- **Exercise instructions**: With the material below, print exactly the lines between the line holding "Wildlife camera trigger: the trail-cam image above contains side" and the line holding "above contains operator", inclusive. Add nothing else.

◇ ◇ ◇ ◇

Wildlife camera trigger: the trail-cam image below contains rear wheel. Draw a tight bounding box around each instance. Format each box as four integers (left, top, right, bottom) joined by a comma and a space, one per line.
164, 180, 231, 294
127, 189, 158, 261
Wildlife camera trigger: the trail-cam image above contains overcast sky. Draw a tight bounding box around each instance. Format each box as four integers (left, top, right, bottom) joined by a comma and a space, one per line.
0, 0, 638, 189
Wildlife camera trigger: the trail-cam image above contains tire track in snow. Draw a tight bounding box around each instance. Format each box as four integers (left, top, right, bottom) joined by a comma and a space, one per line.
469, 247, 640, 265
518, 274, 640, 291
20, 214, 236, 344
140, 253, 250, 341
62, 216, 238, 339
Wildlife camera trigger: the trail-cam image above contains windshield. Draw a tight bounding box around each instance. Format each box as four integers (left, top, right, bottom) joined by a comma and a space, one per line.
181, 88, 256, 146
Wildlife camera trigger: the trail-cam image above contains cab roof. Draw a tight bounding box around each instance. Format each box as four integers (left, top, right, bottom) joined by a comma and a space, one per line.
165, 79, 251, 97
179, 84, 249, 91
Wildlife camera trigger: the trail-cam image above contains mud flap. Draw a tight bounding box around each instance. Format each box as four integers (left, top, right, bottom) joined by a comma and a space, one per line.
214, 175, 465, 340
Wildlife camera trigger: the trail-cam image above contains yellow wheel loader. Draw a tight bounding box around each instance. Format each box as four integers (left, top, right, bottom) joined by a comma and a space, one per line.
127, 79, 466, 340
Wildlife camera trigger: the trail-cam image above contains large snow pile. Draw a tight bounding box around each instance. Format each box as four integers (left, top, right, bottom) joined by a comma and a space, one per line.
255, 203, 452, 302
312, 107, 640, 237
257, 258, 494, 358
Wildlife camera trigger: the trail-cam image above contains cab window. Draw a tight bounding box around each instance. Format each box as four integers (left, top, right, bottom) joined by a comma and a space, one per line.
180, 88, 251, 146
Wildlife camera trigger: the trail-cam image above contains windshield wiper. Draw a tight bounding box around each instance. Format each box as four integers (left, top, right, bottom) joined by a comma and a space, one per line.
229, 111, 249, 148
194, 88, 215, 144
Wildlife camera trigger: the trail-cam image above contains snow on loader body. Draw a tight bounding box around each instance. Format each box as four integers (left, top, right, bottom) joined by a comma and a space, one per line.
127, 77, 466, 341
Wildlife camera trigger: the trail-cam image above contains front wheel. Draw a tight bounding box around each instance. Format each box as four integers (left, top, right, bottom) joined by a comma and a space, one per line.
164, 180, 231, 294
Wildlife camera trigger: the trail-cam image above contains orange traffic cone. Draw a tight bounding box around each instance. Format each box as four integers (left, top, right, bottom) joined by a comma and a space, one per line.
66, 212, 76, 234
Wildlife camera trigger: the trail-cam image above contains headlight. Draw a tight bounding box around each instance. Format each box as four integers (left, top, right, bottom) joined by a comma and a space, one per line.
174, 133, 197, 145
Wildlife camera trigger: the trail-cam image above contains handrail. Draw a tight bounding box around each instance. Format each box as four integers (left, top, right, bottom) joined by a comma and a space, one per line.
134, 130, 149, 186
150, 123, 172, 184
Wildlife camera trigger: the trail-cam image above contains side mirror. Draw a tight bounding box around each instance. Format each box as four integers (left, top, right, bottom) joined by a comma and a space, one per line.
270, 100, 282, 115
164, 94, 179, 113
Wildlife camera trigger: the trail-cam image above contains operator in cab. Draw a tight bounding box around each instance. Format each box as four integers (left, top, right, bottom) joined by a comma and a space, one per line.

◇ ◇ ◇ ◇

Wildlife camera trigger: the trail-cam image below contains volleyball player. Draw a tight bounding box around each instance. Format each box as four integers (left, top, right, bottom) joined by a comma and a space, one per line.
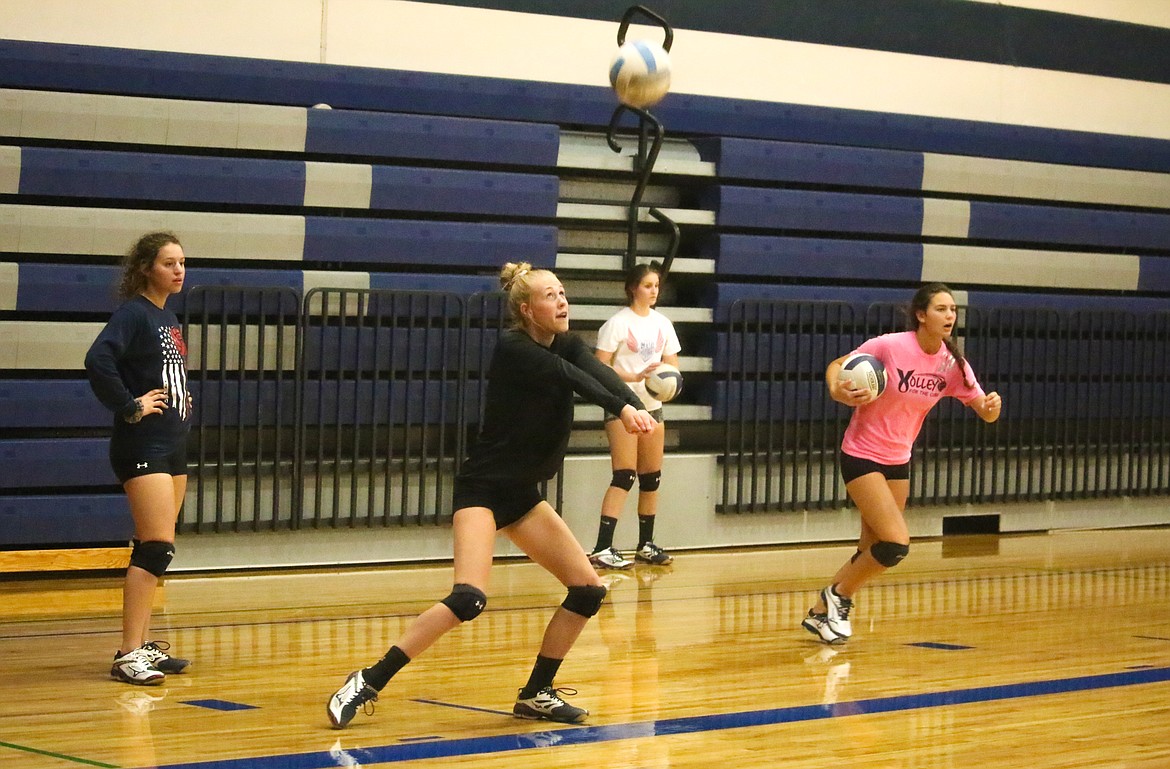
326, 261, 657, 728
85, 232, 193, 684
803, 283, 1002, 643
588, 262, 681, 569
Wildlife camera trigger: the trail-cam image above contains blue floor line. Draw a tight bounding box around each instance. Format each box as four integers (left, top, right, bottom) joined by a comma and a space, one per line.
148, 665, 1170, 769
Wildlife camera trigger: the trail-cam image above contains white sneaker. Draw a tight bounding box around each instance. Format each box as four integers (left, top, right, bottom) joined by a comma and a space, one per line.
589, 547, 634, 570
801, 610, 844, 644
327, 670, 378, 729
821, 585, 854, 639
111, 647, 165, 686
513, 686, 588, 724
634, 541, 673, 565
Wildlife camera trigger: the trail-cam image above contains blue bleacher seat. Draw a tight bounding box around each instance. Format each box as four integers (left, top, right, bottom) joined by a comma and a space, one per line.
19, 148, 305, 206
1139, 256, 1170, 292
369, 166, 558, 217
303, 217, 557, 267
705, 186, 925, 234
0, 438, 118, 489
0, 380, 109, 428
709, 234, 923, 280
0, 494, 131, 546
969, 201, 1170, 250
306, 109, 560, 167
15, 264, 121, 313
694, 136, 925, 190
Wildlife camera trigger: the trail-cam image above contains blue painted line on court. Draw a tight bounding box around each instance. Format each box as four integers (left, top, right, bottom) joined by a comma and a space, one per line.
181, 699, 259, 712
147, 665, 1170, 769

◇ ◇ ◇ ◇

- **Output**:
Wildlife camera trigger: the trail-cam image above contains side mirror. Draw a tight bounding box around each instance. Format each box as four integers (left, top, right, bottom) joined by a comma and a space, one per line.
270, 100, 282, 115
164, 94, 179, 113
Wildlife camera trigger: the trail-cam image above contains operator in cab. Draw a tight bounding box around each instance. Format each box as four integers (left, top, right, bottom) joined by a comma and a space, one per line.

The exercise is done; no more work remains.